— start —

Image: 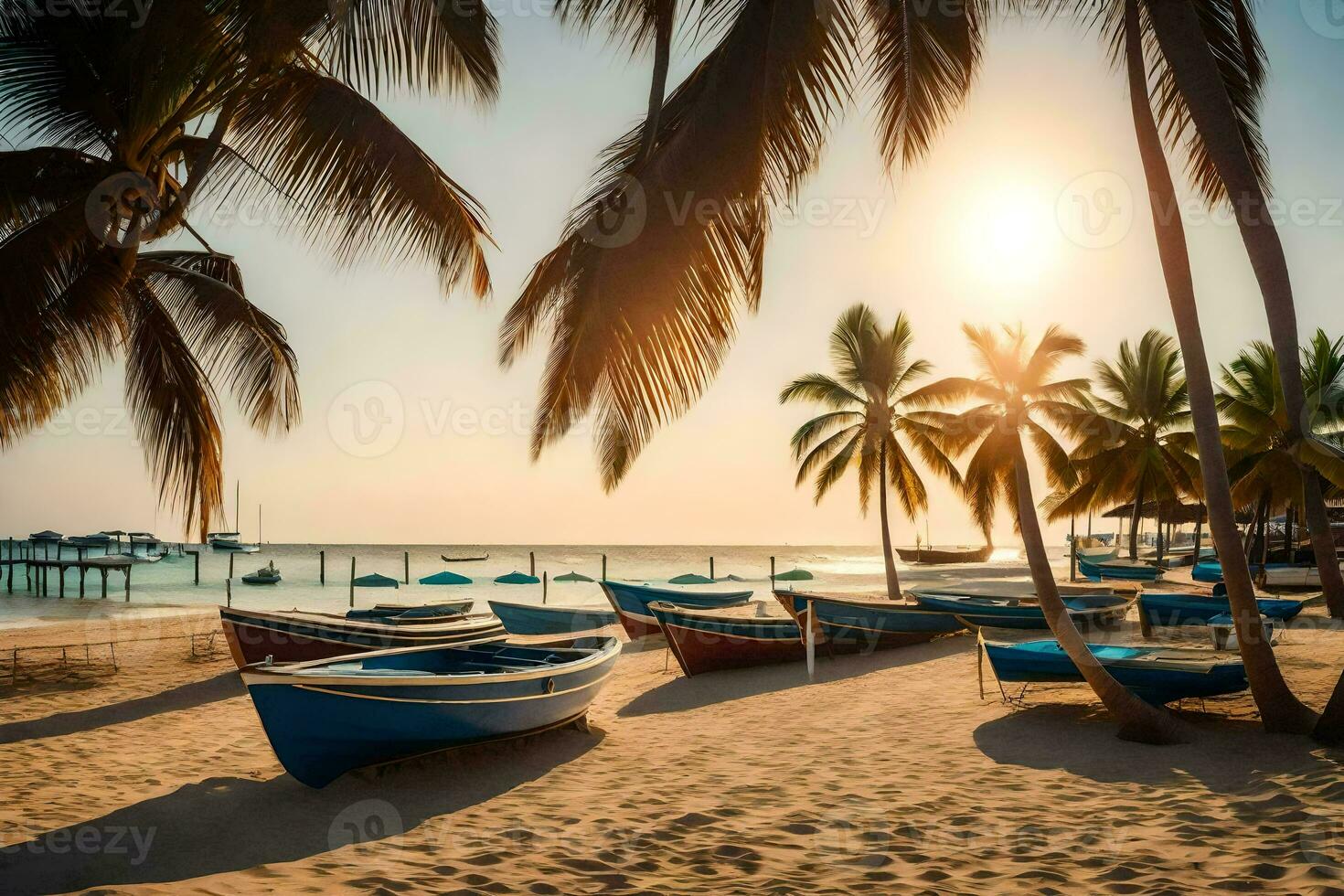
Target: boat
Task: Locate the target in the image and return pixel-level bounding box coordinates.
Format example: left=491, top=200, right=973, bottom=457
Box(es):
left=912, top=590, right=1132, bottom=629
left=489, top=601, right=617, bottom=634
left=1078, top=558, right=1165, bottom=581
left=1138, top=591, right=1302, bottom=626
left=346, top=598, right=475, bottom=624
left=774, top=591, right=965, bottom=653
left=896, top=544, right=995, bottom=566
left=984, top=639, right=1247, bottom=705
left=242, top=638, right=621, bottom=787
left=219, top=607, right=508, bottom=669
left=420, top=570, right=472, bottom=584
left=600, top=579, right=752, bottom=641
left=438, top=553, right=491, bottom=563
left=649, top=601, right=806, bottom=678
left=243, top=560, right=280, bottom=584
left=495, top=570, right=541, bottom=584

— end —
— start —

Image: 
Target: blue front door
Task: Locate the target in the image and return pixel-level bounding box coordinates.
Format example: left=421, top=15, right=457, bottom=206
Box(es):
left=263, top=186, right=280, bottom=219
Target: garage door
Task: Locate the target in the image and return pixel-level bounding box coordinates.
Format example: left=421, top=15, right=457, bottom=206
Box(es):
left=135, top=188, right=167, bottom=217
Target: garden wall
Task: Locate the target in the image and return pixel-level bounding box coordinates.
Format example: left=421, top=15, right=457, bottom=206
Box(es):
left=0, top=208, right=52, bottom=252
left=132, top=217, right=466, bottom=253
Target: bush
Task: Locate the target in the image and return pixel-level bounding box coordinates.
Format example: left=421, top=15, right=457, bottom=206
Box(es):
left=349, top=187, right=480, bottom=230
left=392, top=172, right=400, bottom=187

— end —

• [SHORT EXERCISE] Find each line in the rows above that contains the string "door" and copy those lines. Uppercase and lowercase must match.

• [WORKED ANSWER]
Target: blue front door
Target: garage door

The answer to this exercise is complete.